WHAT IS EXPECTED:
What you return should be every record, retyped without a single change.

#### PROVIDED ENTRIES ####

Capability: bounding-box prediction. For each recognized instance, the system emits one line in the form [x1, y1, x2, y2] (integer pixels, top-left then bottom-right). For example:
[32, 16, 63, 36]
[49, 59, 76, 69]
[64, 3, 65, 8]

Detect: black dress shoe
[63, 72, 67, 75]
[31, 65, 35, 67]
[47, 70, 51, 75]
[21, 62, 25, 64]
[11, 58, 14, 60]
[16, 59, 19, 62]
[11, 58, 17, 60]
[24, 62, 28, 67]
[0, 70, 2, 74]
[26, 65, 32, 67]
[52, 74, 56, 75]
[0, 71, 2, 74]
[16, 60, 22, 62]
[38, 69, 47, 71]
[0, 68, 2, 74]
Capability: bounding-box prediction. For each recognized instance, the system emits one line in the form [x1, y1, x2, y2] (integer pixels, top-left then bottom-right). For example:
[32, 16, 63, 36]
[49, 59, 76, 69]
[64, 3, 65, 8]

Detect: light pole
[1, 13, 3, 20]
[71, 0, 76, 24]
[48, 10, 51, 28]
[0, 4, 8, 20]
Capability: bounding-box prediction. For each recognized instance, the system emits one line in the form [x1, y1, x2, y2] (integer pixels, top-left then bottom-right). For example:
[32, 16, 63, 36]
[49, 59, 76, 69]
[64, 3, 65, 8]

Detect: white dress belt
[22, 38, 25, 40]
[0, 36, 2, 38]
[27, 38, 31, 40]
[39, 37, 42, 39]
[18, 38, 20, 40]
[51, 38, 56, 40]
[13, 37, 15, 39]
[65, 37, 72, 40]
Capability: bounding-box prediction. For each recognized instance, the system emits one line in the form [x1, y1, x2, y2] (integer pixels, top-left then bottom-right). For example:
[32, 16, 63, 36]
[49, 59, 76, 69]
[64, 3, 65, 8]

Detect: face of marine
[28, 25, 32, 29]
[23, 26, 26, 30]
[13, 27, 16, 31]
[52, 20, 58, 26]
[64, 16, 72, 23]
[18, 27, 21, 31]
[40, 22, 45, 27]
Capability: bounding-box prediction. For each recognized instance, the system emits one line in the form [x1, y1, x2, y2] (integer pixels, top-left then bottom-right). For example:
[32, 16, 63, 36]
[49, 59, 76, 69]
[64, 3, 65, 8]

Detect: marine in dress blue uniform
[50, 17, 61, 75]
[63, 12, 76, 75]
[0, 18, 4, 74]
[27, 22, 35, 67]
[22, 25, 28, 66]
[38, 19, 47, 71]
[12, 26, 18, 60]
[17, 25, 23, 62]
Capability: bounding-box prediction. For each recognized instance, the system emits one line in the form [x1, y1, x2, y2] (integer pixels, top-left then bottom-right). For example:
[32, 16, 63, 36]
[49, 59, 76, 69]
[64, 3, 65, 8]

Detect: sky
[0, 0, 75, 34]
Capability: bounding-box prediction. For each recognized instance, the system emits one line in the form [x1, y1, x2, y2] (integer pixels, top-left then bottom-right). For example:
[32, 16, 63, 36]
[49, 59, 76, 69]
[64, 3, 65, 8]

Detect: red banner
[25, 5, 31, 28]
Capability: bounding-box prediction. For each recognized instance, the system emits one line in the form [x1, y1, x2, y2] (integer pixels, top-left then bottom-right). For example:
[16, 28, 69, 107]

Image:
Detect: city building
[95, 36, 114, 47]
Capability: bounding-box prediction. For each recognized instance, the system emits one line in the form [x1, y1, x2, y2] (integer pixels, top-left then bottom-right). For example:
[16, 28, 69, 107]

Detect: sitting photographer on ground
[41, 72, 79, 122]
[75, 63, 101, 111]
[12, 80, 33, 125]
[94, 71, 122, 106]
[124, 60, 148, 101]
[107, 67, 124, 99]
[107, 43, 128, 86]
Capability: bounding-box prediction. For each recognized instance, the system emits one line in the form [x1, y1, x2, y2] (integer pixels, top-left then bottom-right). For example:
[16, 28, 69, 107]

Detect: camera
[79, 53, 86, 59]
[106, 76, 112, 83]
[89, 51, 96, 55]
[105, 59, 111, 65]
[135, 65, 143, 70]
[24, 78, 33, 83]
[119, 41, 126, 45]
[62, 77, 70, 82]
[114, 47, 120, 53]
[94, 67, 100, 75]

####

RESPONSE AREA:
Capability: bounding-box prediction. For each recognized instance, the system emits one line in the form [x1, y1, x2, y2] (integer pixels, top-left then bottom-right). For example:
[32, 16, 63, 36]
[49, 59, 76, 69]
[64, 3, 65, 8]

Detect: black dress shoe
[63, 72, 67, 75]
[31, 65, 35, 67]
[47, 70, 51, 75]
[21, 62, 25, 64]
[11, 58, 14, 60]
[16, 59, 19, 62]
[11, 58, 17, 60]
[24, 62, 28, 67]
[0, 70, 2, 74]
[26, 65, 32, 67]
[52, 74, 56, 75]
[0, 71, 2, 74]
[16, 60, 22, 62]
[38, 69, 47, 71]
[0, 68, 2, 74]
Capability: bounding-box prediction. For each recognized instance, the system emits one line in the form [x1, y1, x2, y2] (integer pixels, top-left then bottom-right). For example:
[32, 16, 63, 36]
[49, 59, 76, 69]
[64, 3, 65, 8]

Detect: light pole
[1, 13, 3, 20]
[71, 0, 76, 24]
[48, 10, 51, 28]
[0, 4, 8, 20]
Capability: bounding-box prediction. For each recognized instance, the system emits one line in the form [x1, y1, x2, y2] (integer pixels, top-left then bottom-right). For example:
[32, 16, 63, 36]
[49, 59, 76, 69]
[64, 3, 65, 8]

Detect: white dress belt
[22, 38, 25, 40]
[0, 36, 2, 38]
[27, 38, 31, 40]
[39, 37, 42, 39]
[18, 38, 20, 40]
[51, 38, 56, 40]
[13, 37, 15, 39]
[65, 37, 72, 40]
Capability: bounding-box prediction. For each recognized instance, the system emits one line in the form [x1, y1, x2, y2] (integer pixels, top-left then bottom-right). For example:
[32, 16, 63, 36]
[49, 59, 76, 69]
[64, 3, 65, 8]

Detect: face of marine
[28, 25, 32, 29]
[23, 26, 26, 30]
[13, 27, 16, 31]
[52, 20, 58, 26]
[64, 16, 72, 23]
[18, 27, 21, 31]
[40, 22, 45, 27]
Capability: bounding-box prediction. For each recognized instance, the system emits one line in the form [x1, y1, x2, y2] (integer pixels, top-left then bottom-right). For example:
[32, 16, 63, 36]
[49, 59, 76, 69]
[64, 3, 65, 8]

Detect: marine in dress blue uniform
[50, 17, 61, 75]
[63, 12, 76, 75]
[0, 18, 4, 74]
[27, 22, 35, 67]
[22, 25, 28, 66]
[38, 19, 47, 71]
[12, 26, 18, 60]
[17, 25, 23, 62]
Capability: bounding-box prediction. For each recognized instance, the system emits one line in the form [x1, y1, x2, y2] (integer pixels, top-left then bottom-right). For example:
[32, 16, 63, 36]
[49, 59, 76, 69]
[64, 3, 65, 8]

Detect: sky
[0, 0, 75, 34]
Capability: bounding-box prediction. For each recognized instance, the system emits one line in the form [x1, y1, x2, y2] (integer pixels, top-left then bottom-right). For example:
[32, 16, 63, 36]
[49, 59, 76, 69]
[64, 3, 65, 8]

Detect: red banner
[25, 5, 31, 28]
Capability: bounding-box prediction. For each recognized instance, the system emits one line in the form [x1, y1, x2, y2] (integer pixels, top-left then bottom-right). For example:
[16, 28, 69, 107]

Image:
Detect: city building
[95, 36, 114, 47]
Capability: bounding-box prediction. For each recognized instance, the system emits one line in the form [x1, y1, x2, y2] (integer pixels, top-left then bottom-right). For example:
[16, 28, 69, 107]

Detect: sitting photographer on ground
[41, 72, 79, 122]
[75, 63, 101, 111]
[12, 80, 33, 125]
[94, 71, 122, 106]
[124, 60, 148, 101]
[107, 67, 124, 99]
[107, 43, 128, 86]
Capability: bounding-box prediction. For each recognized instance, the system emits one line in the form [x1, y1, x2, y2] (integer pixels, top-left then bottom-right). For example:
[16, 28, 69, 107]

Detect: camera
[79, 53, 86, 59]
[106, 76, 112, 83]
[89, 51, 96, 55]
[105, 59, 111, 65]
[135, 65, 143, 70]
[24, 78, 33, 83]
[119, 41, 126, 45]
[62, 77, 70, 82]
[114, 47, 120, 53]
[94, 67, 100, 75]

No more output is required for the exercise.